= TASK GOAL =
Arrange every line of the items below into a Markdown table with two columns, Number and Line, giving each row its own number and leaving out any blank lines.

= INFORMATION SHOWN =
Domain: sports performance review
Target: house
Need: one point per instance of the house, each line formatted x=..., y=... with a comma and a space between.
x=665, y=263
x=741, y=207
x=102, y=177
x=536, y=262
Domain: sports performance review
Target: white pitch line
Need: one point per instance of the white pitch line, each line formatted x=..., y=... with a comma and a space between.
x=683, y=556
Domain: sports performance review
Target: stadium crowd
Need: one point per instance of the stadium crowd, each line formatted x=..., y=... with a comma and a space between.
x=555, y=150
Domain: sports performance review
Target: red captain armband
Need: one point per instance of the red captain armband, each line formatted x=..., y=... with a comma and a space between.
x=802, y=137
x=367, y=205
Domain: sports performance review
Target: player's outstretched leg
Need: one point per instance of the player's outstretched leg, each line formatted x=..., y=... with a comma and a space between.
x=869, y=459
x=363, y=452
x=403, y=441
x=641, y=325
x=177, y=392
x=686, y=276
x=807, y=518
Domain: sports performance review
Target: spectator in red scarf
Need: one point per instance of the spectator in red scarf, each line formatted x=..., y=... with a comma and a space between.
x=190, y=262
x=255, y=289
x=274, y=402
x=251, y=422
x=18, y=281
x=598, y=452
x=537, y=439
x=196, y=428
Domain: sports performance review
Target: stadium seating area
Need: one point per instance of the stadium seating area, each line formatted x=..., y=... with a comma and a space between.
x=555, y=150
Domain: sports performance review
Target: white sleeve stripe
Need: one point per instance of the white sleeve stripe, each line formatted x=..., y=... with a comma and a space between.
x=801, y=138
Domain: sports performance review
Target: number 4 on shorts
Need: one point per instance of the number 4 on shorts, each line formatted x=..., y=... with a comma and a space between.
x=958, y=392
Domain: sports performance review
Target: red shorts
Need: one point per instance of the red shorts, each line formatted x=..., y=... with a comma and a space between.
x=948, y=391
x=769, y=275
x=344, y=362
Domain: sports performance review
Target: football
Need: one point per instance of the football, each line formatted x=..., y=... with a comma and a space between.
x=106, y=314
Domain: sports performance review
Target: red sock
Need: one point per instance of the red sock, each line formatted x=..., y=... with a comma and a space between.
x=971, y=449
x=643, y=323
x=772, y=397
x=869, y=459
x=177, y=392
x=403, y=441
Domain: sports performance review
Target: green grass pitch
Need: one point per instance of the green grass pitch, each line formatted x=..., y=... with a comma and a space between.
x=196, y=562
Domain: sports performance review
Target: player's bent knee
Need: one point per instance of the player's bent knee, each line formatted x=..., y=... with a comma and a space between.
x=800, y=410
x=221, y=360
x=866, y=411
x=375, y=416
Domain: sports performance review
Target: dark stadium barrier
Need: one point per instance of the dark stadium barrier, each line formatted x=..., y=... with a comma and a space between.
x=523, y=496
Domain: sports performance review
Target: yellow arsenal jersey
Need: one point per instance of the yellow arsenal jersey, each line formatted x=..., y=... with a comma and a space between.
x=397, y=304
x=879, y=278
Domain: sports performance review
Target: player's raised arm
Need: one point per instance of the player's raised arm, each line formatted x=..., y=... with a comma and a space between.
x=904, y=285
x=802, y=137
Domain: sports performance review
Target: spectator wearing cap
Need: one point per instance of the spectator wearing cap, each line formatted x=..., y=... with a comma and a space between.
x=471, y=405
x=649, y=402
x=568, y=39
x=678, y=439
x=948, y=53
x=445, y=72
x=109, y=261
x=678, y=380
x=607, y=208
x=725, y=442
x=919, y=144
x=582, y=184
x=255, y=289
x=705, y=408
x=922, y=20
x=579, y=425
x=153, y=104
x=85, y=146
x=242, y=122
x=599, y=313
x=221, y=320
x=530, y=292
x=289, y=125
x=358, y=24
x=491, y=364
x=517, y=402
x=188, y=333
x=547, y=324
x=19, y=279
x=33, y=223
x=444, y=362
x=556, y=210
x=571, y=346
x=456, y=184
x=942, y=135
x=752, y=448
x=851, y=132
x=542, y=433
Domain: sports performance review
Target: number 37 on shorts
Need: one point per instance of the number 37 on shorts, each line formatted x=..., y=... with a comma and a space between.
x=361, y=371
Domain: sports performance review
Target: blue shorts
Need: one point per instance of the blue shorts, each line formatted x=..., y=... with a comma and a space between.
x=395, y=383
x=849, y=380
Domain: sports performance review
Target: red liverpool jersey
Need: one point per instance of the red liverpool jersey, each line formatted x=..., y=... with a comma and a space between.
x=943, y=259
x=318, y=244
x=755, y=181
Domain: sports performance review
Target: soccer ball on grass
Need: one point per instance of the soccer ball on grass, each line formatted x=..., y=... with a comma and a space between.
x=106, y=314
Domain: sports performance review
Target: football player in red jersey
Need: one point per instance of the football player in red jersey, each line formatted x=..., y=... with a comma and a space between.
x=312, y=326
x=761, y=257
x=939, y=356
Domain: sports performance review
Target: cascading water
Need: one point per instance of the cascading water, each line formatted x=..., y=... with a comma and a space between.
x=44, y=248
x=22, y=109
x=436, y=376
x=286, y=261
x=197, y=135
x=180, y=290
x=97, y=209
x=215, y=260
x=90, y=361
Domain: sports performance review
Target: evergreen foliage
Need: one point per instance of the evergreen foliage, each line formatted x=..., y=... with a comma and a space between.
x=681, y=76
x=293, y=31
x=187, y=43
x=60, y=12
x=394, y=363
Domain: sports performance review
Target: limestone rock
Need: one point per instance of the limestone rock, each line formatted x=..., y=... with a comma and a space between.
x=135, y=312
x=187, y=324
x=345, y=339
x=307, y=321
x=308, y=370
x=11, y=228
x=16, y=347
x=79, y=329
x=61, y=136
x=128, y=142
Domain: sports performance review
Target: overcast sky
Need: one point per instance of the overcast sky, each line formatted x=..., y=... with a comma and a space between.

= SOLVED EXERCISE =
| Number | Line |
|---|---|
| 1 | Domain: sports performance review |
| 2 | Target: house |
| 3 | Need: one point per instance of the house, each line formatted x=..., y=... with a comma and a space between. |
| 4 | x=665, y=263 |
| 5 | x=741, y=207 |
| 6 | x=102, y=177 |
| 7 | x=536, y=262 |
| 8 | Domain: sports performance review |
| 9 | Target: white pitch line |
| 10 | Need: one point per instance of the white pitch line, each line formatted x=..., y=... with a comma and a space between. |
| 11 | x=683, y=556 |
| 12 | Domain: sports performance review |
| 13 | Target: stadium crowd |
| 14 | Need: one point per instance of the stadium crowd, each line formatted x=..., y=... with a comma and a space between. |
| 15 | x=555, y=150 |
| 16 | Domain: sports performance review |
| 17 | Target: red captain armband |
| 18 | Need: one point per instance of the red captain armband, each line formatted x=..., y=... with a comma and a space between. |
| 19 | x=802, y=137 |
| 20 | x=367, y=205 |
| 21 | Domain: sports performance review |
| 22 | Target: player's outstretched leg |
| 23 | Need: one point per instance of the player's outstretched leg, each line formatted x=..., y=... with a comma and a space between. |
| 24 | x=869, y=459 |
| 25 | x=363, y=452 |
| 26 | x=403, y=441 |
| 27 | x=641, y=325 |
| 28 | x=177, y=392 |
| 29 | x=686, y=276 |
| 30 | x=807, y=518 |
| 31 | Domain: sports performance review |
| 32 | Target: spectator in red scarf |
| 33 | Need: one point per instance of the spectator in red scarf, each line formatted x=..., y=... with a comma and a space between. |
| 34 | x=190, y=262 |
| 35 | x=255, y=289 |
| 36 | x=274, y=402 |
| 37 | x=251, y=422 |
| 38 | x=18, y=281 |
| 39 | x=598, y=452 |
| 40 | x=537, y=439 |
| 41 | x=196, y=428 |
| 42 | Domain: sports performance review |
| 43 | Target: stadium seating area |
| 44 | Need: one point per instance of the stadium seating area, each line formatted x=..., y=... with a comma and a space between. |
| 45 | x=555, y=150 |
| 46 | Domain: sports performance review |
| 47 | Target: white sleeve stripe |
| 48 | Need: one point per instance of the white sleeve stripe, each line formatted x=..., y=... with a comma and a space between. |
| 49 | x=801, y=138 |
| 50 | Domain: sports performance review |
| 51 | Target: number 4 on shorts |
| 52 | Need: one point per instance of the number 4 on shorts, each line formatted x=..., y=... with a comma and a space between. |
| 53 | x=958, y=392 |
| 54 | Domain: sports performance review |
| 55 | Target: red shorts |
| 56 | Need: one point per instance of the red shorts, each line formatted x=..., y=... with a comma and a space between. |
| 57 | x=948, y=391 |
| 58 | x=769, y=275 |
| 59 | x=344, y=362 |
| 60 | Domain: sports performance review |
| 61 | Target: football |
| 62 | Need: one point per instance of the football, each line formatted x=..., y=... with a comma and a space between. |
| 63 | x=106, y=314 |
| 64 | Domain: sports performance review |
| 65 | Target: red sock |
| 66 | Need: one point per instance of the red sock, each line formatted x=..., y=... with a comma and a space between. |
| 67 | x=971, y=449 |
| 68 | x=643, y=323 |
| 69 | x=772, y=397 |
| 70 | x=869, y=459 |
| 71 | x=177, y=392 |
| 72 | x=403, y=441 |
| 73 | Domain: sports performance review |
| 74 | Target: green grass pitch |
| 75 | Need: one point per instance of the green grass pitch, each line formatted x=..., y=... with a comma and a space between. |
| 76 | x=196, y=562 |
| 77 | Domain: sports performance review |
| 78 | Target: player's bent knee |
| 79 | Need: one point per instance of the player's bent knee, each line formatted x=..., y=... with a comma and a space between. |
| 80 | x=800, y=410 |
| 81 | x=221, y=360 |
| 82 | x=866, y=411 |
| 83 | x=375, y=416 |
| 84 | Domain: sports performance review |
| 85 | Target: dark stadium barrier |
| 86 | Need: one point per instance of the dark stadium barrier, each line formatted x=..., y=... with a comma and a space between. |
| 87 | x=523, y=496 |
| 88 | Domain: sports performance review |
| 89 | Target: yellow arsenal jersey |
| 90 | Need: one point per instance of the yellow arsenal jersey, each line formatted x=..., y=... with a comma and a space between. |
| 91 | x=397, y=304 |
| 92 | x=879, y=278 |
| 93 | Domain: sports performance review |
| 94 | Target: player's raised arm |
| 95 | Need: one point per instance of the player's raised arm, each line formatted x=..., y=... with a comma and a space between. |
| 96 | x=904, y=285 |
| 97 | x=802, y=137 |
| 98 | Domain: sports performance review |
| 99 | Target: spectator wearing cap |
| 100 | Need: one point per instance of the spectator wearing cap, each line formatted x=..., y=... with a comma and a space between. |
| 101 | x=471, y=405 |
| 102 | x=649, y=402 |
| 103 | x=568, y=39 |
| 104 | x=678, y=439 |
| 105 | x=948, y=53 |
| 106 | x=445, y=72 |
| 107 | x=109, y=261 |
| 108 | x=678, y=380 |
| 109 | x=607, y=208 |
| 110 | x=725, y=442 |
| 111 | x=919, y=144 |
| 112 | x=582, y=184 |
| 113 | x=255, y=289 |
| 114 | x=705, y=408 |
| 115 | x=922, y=20 |
| 116 | x=579, y=425 |
| 117 | x=153, y=104 |
| 118 | x=85, y=146 |
| 119 | x=242, y=122 |
| 120 | x=599, y=313 |
| 121 | x=221, y=320 |
| 122 | x=530, y=292 |
| 123 | x=289, y=125 |
| 124 | x=358, y=24 |
| 125 | x=491, y=364 |
| 126 | x=517, y=402 |
| 127 | x=188, y=333 |
| 128 | x=547, y=324 |
| 129 | x=19, y=279 |
| 130 | x=33, y=223 |
| 131 | x=444, y=362 |
| 132 | x=556, y=210 |
| 133 | x=571, y=346 |
| 134 | x=456, y=184 |
| 135 | x=942, y=135 |
| 136 | x=752, y=448 |
| 137 | x=851, y=132 |
| 138 | x=542, y=433 |
| 139 | Domain: sports performance review |
| 140 | Target: number 37 on shorts |
| 141 | Need: one point per instance of the number 37 on shorts, each line formatted x=..., y=... with a comma and a space between. |
| 142 | x=361, y=371 |
| 143 | Domain: sports performance review |
| 144 | Target: blue shorts |
| 145 | Need: one point per instance of the blue shorts, each line formatted x=..., y=... with a comma and a space between. |
| 146 | x=395, y=383 |
| 147 | x=849, y=380 |
| 148 | Domain: sports performance review |
| 149 | Target: red liverpool jersey |
| 150 | Need: one point per instance of the red liverpool jersey, each line formatted x=..., y=... with a comma and a space between. |
| 151 | x=943, y=259 |
| 152 | x=318, y=244 |
| 153 | x=755, y=181 |
| 154 | Domain: sports performance review |
| 155 | Target: soccer ball on grass |
| 156 | Need: one point per instance of the soccer ball on grass, each line formatted x=..., y=... with a comma and a space between. |
| 157 | x=106, y=314 |
| 158 | Domain: sports performance review |
| 159 | Target: football player in red jersey |
| 160 | Need: one point per instance of the football player in red jersey, each line formatted x=..., y=... with a comma and a space between. |
| 161 | x=312, y=326 |
| 162 | x=761, y=257 |
| 163 | x=939, y=356 |
| 164 | Domain: sports performance review |
| 165 | Target: cascading water |
| 166 | Need: one point per instance of the cascading water, each line formatted x=..., y=... with a comma and a space between. |
| 167 | x=44, y=248 |
| 168 | x=22, y=109 |
| 169 | x=436, y=376 |
| 170 | x=286, y=261 |
| 171 | x=197, y=135 |
| 172 | x=180, y=290 |
| 173 | x=97, y=209 |
| 174 | x=215, y=260 |
| 175 | x=90, y=361 |
| 176 | Domain: sports performance review |
| 177 | Target: evergreen foliage |
| 178 | Need: one point per instance of the evergreen foliage, each line formatted x=..., y=... with a comma and a space between. |
| 179 | x=681, y=76 |
| 180 | x=293, y=31 |
| 181 | x=187, y=43 |
| 182 | x=60, y=12 |
| 183 | x=394, y=363 |
| 184 | Domain: sports performance review |
| 185 | Target: limestone rock |
| 186 | Need: one point per instance of the limestone rock, each line formatted x=..., y=... with a comma and a space between. |
| 187 | x=135, y=312 |
| 188 | x=187, y=324 |
| 189 | x=345, y=339 |
| 190 | x=307, y=321 |
| 191 | x=308, y=370 |
| 192 | x=11, y=228 |
| 193 | x=16, y=347 |
| 194 | x=79, y=329 |
| 195 | x=61, y=136 |
| 196 | x=128, y=142 |
| 197 | Domain: sports performance review |
| 198 | Target: overcast sky |
| 199 | Need: one point per instance of the overcast sky, each line formatted x=..., y=... with a comma and a space between. |